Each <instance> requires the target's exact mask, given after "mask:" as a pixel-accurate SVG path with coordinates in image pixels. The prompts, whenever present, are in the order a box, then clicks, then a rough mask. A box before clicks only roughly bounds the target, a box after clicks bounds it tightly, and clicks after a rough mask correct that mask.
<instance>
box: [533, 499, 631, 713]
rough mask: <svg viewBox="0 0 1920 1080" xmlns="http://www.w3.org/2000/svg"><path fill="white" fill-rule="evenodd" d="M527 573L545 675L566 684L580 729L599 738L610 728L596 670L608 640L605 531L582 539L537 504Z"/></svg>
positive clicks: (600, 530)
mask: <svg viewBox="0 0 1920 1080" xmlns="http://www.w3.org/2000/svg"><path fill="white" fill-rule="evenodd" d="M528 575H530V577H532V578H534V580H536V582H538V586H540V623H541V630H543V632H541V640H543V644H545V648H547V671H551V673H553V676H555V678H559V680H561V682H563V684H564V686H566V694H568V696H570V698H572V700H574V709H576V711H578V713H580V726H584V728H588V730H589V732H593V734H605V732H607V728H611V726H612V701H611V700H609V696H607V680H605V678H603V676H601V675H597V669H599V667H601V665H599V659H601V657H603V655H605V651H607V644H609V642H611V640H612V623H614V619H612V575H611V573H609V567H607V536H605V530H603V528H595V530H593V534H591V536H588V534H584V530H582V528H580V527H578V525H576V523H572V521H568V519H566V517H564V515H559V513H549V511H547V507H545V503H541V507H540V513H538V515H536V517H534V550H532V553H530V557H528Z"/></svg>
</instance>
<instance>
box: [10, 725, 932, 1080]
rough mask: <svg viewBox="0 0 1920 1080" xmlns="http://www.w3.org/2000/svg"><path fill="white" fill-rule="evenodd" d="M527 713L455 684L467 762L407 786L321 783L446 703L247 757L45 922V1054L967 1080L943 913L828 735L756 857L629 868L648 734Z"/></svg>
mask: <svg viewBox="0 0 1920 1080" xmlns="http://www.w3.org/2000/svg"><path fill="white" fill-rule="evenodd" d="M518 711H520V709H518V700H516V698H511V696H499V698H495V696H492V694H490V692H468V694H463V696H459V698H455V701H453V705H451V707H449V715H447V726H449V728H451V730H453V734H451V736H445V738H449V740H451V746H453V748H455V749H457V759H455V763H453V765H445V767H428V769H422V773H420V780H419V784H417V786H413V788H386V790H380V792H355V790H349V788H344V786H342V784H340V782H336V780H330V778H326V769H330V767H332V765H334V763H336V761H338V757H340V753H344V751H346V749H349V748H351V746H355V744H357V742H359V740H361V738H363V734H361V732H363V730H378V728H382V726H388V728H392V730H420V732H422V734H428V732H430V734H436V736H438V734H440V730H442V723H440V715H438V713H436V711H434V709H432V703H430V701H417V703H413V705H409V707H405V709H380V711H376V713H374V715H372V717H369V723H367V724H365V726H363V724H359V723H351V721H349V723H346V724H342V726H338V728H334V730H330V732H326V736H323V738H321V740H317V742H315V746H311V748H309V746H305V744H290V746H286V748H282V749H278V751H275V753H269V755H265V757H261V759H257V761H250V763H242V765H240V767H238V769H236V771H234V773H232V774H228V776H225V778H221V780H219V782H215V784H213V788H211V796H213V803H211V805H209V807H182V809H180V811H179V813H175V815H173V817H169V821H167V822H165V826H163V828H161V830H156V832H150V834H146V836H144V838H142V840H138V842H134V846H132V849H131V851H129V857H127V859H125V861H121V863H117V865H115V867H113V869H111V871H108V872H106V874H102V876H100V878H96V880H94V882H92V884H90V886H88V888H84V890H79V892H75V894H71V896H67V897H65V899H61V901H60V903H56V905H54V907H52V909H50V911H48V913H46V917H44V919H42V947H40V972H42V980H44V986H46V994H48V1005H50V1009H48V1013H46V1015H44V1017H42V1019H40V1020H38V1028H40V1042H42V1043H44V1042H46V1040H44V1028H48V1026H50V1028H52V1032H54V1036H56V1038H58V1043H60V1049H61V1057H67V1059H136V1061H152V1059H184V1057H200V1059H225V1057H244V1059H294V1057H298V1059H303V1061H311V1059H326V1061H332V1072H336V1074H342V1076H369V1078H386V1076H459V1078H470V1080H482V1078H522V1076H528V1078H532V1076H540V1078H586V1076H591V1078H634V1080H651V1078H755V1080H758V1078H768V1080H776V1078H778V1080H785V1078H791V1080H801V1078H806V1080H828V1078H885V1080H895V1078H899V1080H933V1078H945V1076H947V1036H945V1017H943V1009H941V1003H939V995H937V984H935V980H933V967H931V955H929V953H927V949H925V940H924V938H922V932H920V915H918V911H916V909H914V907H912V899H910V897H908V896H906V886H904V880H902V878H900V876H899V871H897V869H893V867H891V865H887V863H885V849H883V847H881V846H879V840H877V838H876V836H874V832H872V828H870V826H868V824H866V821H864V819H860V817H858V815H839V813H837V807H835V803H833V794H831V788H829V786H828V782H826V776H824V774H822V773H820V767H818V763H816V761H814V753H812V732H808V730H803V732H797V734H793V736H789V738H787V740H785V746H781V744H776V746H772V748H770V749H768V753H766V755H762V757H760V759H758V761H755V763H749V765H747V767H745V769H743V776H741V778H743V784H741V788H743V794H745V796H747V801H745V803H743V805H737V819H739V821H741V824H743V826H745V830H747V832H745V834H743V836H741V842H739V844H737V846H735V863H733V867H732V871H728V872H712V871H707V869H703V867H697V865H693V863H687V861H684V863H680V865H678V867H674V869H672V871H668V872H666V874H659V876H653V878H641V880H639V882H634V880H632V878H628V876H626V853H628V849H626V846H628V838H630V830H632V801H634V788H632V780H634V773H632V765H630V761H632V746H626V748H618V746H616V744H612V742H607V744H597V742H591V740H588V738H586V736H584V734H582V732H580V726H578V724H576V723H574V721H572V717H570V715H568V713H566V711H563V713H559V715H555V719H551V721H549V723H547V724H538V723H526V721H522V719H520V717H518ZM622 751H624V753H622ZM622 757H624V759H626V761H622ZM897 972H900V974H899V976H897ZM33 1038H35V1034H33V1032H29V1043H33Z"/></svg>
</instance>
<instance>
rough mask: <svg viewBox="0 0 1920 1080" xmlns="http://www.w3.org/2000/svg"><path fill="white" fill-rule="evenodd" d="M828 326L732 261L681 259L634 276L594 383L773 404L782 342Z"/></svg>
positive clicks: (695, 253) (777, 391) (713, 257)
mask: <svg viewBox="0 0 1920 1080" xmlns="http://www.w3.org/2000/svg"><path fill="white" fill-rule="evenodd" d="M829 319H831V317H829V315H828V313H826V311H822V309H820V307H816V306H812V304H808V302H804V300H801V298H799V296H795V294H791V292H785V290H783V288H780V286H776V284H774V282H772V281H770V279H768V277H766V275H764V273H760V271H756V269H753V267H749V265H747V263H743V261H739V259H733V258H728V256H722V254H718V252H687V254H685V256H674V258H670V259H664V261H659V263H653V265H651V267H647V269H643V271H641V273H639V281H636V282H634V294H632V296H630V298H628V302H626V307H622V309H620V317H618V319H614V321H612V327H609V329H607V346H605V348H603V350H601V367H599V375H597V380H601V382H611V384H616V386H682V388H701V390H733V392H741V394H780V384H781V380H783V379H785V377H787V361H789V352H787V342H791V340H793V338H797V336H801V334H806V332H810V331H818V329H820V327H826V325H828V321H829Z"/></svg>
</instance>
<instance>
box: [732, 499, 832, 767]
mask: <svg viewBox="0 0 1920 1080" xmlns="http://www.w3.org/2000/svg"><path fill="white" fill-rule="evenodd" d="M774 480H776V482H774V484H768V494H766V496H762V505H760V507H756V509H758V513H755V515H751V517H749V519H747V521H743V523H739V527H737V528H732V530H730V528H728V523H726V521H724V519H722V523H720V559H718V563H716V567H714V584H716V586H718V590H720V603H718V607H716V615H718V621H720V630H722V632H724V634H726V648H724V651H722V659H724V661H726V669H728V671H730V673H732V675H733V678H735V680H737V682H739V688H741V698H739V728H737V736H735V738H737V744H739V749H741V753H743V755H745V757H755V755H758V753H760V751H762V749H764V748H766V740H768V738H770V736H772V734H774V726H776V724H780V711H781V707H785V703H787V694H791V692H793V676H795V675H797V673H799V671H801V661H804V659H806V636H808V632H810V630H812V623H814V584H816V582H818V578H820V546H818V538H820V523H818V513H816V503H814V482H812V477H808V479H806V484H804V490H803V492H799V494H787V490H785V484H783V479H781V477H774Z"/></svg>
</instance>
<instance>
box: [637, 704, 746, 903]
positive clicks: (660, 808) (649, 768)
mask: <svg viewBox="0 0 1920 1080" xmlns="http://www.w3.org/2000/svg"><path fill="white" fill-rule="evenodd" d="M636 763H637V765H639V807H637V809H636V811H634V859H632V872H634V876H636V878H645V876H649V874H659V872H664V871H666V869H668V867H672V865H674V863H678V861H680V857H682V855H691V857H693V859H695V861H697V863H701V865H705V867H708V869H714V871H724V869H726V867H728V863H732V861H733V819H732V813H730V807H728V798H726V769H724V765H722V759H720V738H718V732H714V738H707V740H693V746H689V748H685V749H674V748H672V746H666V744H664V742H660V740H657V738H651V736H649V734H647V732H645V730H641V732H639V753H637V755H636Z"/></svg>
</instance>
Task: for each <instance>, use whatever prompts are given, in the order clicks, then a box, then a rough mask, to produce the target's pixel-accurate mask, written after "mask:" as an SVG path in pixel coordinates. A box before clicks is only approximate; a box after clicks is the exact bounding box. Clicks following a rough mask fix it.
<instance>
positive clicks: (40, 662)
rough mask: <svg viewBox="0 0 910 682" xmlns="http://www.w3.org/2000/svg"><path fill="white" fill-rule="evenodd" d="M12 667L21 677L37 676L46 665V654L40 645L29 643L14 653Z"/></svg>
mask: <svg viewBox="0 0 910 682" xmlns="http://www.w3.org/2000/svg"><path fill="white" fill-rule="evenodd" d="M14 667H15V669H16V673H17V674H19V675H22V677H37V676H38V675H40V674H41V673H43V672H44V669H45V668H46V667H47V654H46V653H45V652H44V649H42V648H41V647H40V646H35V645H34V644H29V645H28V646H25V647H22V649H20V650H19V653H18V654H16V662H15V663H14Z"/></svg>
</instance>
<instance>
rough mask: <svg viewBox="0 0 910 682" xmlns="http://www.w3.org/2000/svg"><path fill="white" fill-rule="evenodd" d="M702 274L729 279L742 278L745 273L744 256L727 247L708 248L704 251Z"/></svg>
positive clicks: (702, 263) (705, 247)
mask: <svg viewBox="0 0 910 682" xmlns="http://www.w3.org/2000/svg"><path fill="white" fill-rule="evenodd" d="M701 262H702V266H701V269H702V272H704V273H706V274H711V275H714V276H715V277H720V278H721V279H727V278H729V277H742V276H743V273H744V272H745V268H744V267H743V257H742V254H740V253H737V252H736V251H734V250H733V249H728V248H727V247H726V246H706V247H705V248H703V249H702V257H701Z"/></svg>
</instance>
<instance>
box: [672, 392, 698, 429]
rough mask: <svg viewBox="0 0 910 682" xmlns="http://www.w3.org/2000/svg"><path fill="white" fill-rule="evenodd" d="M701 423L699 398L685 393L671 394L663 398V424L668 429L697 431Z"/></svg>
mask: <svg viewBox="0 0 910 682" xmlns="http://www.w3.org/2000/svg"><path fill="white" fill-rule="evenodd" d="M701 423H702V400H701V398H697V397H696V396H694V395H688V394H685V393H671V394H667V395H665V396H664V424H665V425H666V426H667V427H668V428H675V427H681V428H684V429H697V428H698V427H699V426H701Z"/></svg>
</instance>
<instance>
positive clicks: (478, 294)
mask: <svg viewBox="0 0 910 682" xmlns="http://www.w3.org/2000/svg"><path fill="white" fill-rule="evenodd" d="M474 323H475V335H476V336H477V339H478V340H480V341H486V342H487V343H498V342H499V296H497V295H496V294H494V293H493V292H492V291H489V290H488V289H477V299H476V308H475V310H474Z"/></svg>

**What to do:** List every line of the entries above that contains the string "only", treating uppercase and lowercase as different.

**Result of this exercise:**
Each <instance> requires the target's exact mask, given after "mask:" as a pixel-accurate SVG path with coordinates in image pixels. The prompts, whenever present, are in the order a box, then clicks, then a rough mask. A box before clicks only roughly bounds the target, a box after clicks bounds it tightly, and clicks after a rough mask correct that mask.
Task: for each <instance>, use whatever prompts are given, in the order clicks, then a box, then a rough mask, to produce the target's pixel-accurate mask, written after "mask:" as an SVG path in pixel coordinates. A box before clicks is only approximate; a box after clicks is the exact bounding box. Clicks following a rough mask fix it.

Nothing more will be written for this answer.